* [Exercise] Should the word "below" occur in a line of the records, copy that line.

* [Supplied records]
----------

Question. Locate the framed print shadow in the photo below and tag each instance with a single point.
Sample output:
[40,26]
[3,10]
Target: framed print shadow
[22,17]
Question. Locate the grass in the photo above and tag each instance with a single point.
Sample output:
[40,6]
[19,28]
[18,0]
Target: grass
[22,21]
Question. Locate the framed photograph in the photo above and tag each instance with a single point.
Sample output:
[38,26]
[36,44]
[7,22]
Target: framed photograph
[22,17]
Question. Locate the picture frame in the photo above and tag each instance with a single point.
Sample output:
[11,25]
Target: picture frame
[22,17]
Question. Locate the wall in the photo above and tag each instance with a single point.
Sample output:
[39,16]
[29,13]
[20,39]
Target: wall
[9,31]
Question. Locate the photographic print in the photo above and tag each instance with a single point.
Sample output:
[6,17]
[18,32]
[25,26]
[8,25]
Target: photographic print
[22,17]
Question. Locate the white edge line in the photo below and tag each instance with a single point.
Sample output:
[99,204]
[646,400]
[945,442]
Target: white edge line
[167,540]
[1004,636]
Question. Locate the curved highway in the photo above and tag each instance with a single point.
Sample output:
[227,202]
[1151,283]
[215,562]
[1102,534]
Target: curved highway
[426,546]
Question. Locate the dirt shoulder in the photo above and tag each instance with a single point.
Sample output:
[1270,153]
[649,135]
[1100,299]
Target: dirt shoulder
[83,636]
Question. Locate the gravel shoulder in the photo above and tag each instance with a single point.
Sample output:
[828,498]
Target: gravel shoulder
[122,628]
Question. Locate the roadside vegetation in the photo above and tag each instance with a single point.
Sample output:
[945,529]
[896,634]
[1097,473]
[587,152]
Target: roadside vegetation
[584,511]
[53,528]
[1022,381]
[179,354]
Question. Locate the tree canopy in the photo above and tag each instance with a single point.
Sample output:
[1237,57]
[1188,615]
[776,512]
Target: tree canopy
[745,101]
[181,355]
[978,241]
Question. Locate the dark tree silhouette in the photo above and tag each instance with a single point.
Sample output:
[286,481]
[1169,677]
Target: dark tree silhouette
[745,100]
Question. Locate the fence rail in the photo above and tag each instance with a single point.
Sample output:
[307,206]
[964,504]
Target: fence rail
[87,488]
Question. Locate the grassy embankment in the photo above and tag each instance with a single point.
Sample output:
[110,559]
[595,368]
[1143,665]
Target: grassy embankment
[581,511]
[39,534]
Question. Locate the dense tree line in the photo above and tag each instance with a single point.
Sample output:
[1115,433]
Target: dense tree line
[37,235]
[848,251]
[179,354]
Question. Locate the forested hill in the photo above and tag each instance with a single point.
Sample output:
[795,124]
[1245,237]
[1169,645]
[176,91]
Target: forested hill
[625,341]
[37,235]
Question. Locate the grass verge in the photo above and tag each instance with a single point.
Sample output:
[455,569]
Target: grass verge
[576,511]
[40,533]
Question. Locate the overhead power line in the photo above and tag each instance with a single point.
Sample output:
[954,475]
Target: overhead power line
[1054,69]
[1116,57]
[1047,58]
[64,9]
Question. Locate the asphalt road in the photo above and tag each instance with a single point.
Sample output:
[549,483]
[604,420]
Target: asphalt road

----------

* [Problem solution]
Question. Locate the framed print shadow in the photo below and tag each instance with a single point.
Question. Locate the white edge line in the photo below and tag each instance with a single point.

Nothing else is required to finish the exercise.